## GIVEN PASSAGE:

CROSS-REFERENCE TO RELATED APPLICATION

The present application is related to Australian Provisional Patent Application No. 2020903435, entitled “Power line stringing system and method” and filed on 24 Sep. 2020 in the name of Infravision Holdings Pty Ltd and Australian Provisional Patent Application No. 2021902353, entitled “Line attachment device” and filed on 30 Jul. 2021 in the name of Infravision Holdings Pty Ltd, the entire content of each of which is incorporated herein by reference as if fully set forth herewith.

TECHNICAL FIELD

The present disclosure relates to a power line stringing system and method. In particular, the present invention relates to a system and method for installing high voltage power line cables on transmission towers.

BACKGROUND OF THE INVENTION

Stringing high voltage power lines to transmission towers is a difficult, dangerous, and time consuming operation involving helicopters, cable winches, and a large work force of dozens of workers in the field, some of them very highly skilled, such as helicopter pilots and the helicopter crews.

Using helicopters in close proximity to transmission towers is inherently very dangerous as sudden wind gusts can cause accidents with catastrophic consequences. The resources required and cost to conduct such an operation are also immense due to the total number of man hours needed, the high levels of expertise required, the running costs for the helicopter and other equipment, the safety requirements, etc. Helicopters have traditionally been required to perform the power line stringing operation because of the weight of the power line cables, which require powerful aircraft to lift the cables and the ability to hover over the transmission tower while the cable is installed.

However, due to safety concerns, helicopters can only be operated during favourable weather conditions. Even so, due to the dangerous nature of operating a helicopter near transmission towers, accidents happen frequently and insurance for such practices is difficult to obtain and prohibitively expensive. The dozens of highly skilled workers required to perform such an operation is also a significant expense and can impair operations if the required personnel are not available.

It is therefore desirable to provide a safer and more efficient system and method for installing high voltage power line cables on transmission towers.

OBJECT OF THE INVENTION

It is an object of the present invention to substantially overcome or at least ameliorate one or more of the above disadvantages, to meet the above desire, or to provide a useful alternative to the prior art.

## DATA SHOWN:
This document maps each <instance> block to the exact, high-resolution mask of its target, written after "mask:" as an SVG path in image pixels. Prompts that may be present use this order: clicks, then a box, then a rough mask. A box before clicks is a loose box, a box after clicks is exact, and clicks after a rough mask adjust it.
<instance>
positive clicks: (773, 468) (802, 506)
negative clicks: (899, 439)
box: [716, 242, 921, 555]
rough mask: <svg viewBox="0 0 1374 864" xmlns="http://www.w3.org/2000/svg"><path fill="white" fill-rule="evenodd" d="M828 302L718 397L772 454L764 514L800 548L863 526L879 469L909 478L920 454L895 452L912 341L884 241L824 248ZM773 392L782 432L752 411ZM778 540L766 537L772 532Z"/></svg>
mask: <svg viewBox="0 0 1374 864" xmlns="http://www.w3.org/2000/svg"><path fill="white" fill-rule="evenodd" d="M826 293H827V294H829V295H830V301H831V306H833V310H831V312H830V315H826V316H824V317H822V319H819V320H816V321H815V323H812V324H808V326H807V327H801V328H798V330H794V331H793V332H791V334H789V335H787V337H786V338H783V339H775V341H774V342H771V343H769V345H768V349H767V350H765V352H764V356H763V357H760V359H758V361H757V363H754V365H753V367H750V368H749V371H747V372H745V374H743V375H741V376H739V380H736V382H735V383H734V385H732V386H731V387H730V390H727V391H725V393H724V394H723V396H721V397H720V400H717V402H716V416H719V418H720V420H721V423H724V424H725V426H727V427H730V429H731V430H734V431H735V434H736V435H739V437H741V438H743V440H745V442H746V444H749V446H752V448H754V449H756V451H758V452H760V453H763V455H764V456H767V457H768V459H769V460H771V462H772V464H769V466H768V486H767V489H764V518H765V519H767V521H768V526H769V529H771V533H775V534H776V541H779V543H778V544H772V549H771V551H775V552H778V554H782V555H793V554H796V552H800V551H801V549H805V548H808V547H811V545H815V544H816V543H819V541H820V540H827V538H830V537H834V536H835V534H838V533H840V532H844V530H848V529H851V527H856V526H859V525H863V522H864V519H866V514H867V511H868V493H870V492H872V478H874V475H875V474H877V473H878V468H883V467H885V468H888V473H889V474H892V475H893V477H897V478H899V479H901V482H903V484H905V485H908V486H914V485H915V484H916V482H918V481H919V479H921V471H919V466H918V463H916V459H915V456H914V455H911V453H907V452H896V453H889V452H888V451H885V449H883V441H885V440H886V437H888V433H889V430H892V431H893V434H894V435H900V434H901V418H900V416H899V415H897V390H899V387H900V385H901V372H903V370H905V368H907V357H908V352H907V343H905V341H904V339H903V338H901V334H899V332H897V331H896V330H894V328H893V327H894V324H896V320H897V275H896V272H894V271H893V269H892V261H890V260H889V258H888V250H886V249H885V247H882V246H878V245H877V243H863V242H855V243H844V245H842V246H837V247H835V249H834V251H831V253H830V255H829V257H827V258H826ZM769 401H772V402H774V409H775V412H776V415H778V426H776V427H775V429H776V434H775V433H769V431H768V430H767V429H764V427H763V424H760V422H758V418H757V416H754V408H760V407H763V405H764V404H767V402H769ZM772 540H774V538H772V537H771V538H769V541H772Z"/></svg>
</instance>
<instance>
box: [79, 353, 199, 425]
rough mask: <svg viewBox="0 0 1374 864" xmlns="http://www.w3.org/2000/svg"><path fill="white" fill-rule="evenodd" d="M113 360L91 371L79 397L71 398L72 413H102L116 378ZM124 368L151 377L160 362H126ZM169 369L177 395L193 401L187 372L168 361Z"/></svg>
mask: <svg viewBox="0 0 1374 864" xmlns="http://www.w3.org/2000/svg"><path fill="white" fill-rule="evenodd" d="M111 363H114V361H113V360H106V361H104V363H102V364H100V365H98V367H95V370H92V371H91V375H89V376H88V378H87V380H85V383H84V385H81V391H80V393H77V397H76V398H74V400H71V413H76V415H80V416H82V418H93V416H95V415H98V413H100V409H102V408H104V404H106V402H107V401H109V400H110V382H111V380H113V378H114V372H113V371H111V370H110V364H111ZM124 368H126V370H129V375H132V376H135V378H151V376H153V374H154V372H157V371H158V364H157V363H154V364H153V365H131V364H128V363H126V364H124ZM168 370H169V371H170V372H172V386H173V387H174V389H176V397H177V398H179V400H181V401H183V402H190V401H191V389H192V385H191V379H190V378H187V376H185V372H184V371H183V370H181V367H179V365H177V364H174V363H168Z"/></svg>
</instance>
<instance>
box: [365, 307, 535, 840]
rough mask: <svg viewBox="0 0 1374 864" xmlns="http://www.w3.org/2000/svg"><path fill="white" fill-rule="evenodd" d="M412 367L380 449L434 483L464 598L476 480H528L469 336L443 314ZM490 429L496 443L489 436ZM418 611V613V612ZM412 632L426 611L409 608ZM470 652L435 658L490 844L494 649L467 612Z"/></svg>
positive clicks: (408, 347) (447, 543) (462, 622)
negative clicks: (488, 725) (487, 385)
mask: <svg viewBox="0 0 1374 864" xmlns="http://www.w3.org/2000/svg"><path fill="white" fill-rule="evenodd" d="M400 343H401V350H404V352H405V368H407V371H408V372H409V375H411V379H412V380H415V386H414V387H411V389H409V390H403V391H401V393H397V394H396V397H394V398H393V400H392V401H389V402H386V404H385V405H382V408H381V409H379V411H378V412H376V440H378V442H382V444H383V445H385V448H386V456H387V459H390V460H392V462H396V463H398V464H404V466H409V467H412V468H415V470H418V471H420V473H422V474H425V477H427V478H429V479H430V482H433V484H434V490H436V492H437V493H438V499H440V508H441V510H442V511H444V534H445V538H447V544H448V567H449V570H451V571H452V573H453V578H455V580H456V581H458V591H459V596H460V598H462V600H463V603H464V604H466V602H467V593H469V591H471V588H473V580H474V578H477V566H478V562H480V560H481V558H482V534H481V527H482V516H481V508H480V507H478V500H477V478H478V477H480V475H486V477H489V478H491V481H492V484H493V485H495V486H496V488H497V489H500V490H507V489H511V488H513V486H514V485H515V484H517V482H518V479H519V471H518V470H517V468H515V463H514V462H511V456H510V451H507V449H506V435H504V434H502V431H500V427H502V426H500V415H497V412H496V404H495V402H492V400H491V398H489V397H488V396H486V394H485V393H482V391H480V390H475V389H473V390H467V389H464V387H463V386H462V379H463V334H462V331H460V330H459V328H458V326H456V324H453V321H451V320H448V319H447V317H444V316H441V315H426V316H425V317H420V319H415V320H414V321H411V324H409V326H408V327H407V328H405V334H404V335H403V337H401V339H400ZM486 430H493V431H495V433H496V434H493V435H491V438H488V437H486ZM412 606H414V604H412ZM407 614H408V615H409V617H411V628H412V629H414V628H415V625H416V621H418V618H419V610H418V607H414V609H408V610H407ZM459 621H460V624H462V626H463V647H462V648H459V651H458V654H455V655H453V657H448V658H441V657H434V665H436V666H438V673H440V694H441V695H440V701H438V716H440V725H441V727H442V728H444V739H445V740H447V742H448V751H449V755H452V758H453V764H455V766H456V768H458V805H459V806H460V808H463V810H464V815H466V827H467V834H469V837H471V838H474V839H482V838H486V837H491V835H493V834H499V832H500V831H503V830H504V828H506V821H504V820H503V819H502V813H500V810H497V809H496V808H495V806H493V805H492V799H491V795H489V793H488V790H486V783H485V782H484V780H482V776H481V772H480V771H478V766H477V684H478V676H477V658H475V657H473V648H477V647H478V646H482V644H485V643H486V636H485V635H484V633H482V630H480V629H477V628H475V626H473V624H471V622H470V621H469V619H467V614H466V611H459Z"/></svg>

## WHAT IS EXPECTED:
Write the next part of the patent text on power line stringing, picking up after its final sentence. The records play no part here.

## YOUR RESPONSE:
SUMMARY OF THE INVENTION

In a first aspect, the present disclosure provides a method for installing power line cables on transmission towers, the method comprising:

• • providing at a first staging point a first line section of said line spooled at a first end on a mobile winch and attached at a second end to an Unmanned Aircraft System (UAS);
  • operating the UAS and mobile winch to pay out the first line section and deliver the second end of the first line section sequentially to each of a first plurality of said series of transmission towers and to thread or otherwise attach the first line section onto a support of each transmission tower until the UAS reaches a second staging point;
  • detaching the first end of the first line section from the mobile winch and attaching it to a first anchor at the first staging point and detaching the second end of the first line section from the UAS and securing it to a second anchor at the second staging point;
  • moving the mobile winch and UAS to a further staging point, spaced from the second staging point by a further plurality of said series of transmission towers, and loading a first end of a second line section of said line onto the mobile winch and attaching a second end of the second line section to the UAS;
  • operating the UAS and mobile winch to pay out the second line section and deliver the second end of the second line section sequentially to each of the further plurality of transmission towers and to thread or otherwise attach the second line section onto a support of each transmission tower until the UAS reaches the second staging point;
  • connecting the second end of the first line section to the second end of the second line section.

Optionally, the method further comprises repeating the steps of moving the mobile winch and UAS to a further staging point and operating the UAS and mobile winch to deliver a further line section to a further plurality of transmission towers until the entire series of transmission towers is connected sequentially by the line.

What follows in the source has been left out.